--- BEGIN Dataset records ---
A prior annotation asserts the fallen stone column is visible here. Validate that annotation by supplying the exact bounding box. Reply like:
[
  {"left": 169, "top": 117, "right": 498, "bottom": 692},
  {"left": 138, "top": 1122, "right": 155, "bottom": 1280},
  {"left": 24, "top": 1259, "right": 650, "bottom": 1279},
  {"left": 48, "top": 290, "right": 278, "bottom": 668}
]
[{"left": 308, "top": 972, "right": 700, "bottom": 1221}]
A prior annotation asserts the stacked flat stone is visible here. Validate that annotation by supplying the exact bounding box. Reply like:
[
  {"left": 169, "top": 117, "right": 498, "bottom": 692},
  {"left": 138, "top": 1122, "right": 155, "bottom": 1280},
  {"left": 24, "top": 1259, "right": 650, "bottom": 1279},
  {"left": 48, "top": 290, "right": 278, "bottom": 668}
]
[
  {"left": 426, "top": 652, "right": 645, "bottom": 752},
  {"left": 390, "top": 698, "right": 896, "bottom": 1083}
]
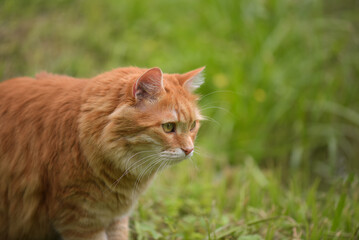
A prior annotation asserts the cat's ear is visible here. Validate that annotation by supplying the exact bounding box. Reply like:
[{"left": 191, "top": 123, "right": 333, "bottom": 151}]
[
  {"left": 179, "top": 67, "right": 205, "bottom": 92},
  {"left": 132, "top": 68, "right": 163, "bottom": 101}
]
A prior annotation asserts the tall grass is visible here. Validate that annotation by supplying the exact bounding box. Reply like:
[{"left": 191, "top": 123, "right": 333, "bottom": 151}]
[{"left": 0, "top": 0, "right": 359, "bottom": 177}]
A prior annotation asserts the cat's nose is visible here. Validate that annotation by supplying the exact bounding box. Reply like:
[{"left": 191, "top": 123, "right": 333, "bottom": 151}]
[{"left": 181, "top": 148, "right": 193, "bottom": 156}]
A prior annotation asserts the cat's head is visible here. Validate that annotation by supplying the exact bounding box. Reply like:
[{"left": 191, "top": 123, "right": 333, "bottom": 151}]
[{"left": 104, "top": 67, "right": 204, "bottom": 173}]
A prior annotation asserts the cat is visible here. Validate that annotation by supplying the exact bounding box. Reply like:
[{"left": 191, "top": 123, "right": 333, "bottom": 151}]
[{"left": 0, "top": 67, "right": 204, "bottom": 240}]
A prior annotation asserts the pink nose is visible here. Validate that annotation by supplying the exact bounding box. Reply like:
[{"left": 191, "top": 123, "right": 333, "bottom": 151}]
[{"left": 182, "top": 148, "right": 193, "bottom": 155}]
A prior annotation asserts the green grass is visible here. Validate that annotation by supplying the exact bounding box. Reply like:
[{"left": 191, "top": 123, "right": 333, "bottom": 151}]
[
  {"left": 0, "top": 0, "right": 359, "bottom": 239},
  {"left": 131, "top": 155, "right": 359, "bottom": 239}
]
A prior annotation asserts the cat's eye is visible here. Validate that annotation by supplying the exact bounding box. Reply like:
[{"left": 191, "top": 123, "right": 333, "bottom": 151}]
[
  {"left": 162, "top": 123, "right": 175, "bottom": 133},
  {"left": 190, "top": 121, "right": 196, "bottom": 131}
]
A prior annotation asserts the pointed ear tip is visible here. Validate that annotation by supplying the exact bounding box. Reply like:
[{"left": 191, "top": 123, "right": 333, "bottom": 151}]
[{"left": 148, "top": 67, "right": 163, "bottom": 74}]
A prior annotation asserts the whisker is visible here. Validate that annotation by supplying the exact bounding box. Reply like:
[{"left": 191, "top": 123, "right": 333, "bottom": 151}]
[{"left": 111, "top": 153, "right": 159, "bottom": 187}]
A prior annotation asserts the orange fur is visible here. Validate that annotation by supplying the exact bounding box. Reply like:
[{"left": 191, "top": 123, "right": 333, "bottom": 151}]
[{"left": 0, "top": 67, "right": 203, "bottom": 240}]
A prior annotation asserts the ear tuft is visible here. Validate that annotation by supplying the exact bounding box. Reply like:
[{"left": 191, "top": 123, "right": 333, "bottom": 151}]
[
  {"left": 179, "top": 67, "right": 205, "bottom": 92},
  {"left": 133, "top": 67, "right": 163, "bottom": 101}
]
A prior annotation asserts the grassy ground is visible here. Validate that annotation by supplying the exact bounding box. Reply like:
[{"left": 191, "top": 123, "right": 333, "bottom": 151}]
[{"left": 0, "top": 0, "right": 359, "bottom": 239}]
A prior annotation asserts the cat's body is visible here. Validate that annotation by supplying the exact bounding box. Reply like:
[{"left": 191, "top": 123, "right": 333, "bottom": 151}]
[{"left": 0, "top": 67, "right": 202, "bottom": 240}]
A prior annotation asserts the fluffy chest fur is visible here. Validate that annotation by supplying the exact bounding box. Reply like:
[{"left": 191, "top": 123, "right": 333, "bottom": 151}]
[{"left": 0, "top": 68, "right": 203, "bottom": 240}]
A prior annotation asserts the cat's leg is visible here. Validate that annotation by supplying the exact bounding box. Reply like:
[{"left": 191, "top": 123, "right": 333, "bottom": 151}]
[{"left": 106, "top": 216, "right": 128, "bottom": 240}]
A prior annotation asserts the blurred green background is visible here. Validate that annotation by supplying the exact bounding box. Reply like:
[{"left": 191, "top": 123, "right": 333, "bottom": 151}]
[{"left": 0, "top": 0, "right": 359, "bottom": 239}]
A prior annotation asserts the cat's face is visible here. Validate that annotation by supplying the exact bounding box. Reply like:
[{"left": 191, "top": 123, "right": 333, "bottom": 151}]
[{"left": 105, "top": 68, "right": 203, "bottom": 171}]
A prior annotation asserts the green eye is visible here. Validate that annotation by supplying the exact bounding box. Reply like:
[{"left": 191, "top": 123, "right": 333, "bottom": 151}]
[
  {"left": 162, "top": 123, "right": 175, "bottom": 133},
  {"left": 191, "top": 121, "right": 196, "bottom": 131}
]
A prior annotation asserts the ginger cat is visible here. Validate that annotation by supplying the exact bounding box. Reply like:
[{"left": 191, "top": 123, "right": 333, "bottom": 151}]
[{"left": 0, "top": 67, "right": 204, "bottom": 240}]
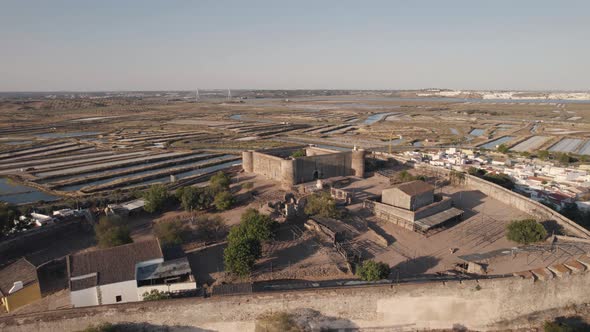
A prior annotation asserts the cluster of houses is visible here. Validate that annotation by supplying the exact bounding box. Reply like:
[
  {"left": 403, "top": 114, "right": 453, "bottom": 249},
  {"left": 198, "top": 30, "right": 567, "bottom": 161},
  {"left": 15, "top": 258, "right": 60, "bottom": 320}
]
[
  {"left": 0, "top": 239, "right": 197, "bottom": 312},
  {"left": 403, "top": 148, "right": 590, "bottom": 211}
]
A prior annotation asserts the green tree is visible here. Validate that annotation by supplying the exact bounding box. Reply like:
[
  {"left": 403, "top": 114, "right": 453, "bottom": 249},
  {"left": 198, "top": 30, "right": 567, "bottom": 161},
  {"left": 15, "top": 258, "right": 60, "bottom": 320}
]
[
  {"left": 506, "top": 219, "right": 547, "bottom": 244},
  {"left": 224, "top": 209, "right": 274, "bottom": 277},
  {"left": 497, "top": 144, "right": 510, "bottom": 153},
  {"left": 209, "top": 171, "right": 231, "bottom": 192},
  {"left": 0, "top": 201, "right": 20, "bottom": 235},
  {"left": 213, "top": 190, "right": 235, "bottom": 211},
  {"left": 143, "top": 184, "right": 171, "bottom": 213},
  {"left": 223, "top": 236, "right": 262, "bottom": 277},
  {"left": 356, "top": 260, "right": 389, "bottom": 281},
  {"left": 304, "top": 191, "right": 341, "bottom": 218},
  {"left": 142, "top": 289, "right": 170, "bottom": 301},
  {"left": 94, "top": 216, "right": 133, "bottom": 248},
  {"left": 154, "top": 219, "right": 187, "bottom": 246}
]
--- END Dataset records ---
* **Short task**: From the material above, copy out every line that contains the string "nose". Case counts.

* **Complete output**:
A prior annotation asserts the cat's nose is visible here. Validate that annotation by supplying the exact bounding box. Reply like:
A prior annotation asserts the pink nose is visible here. Validate that annotation by supplying the exact bounding box. Reply like:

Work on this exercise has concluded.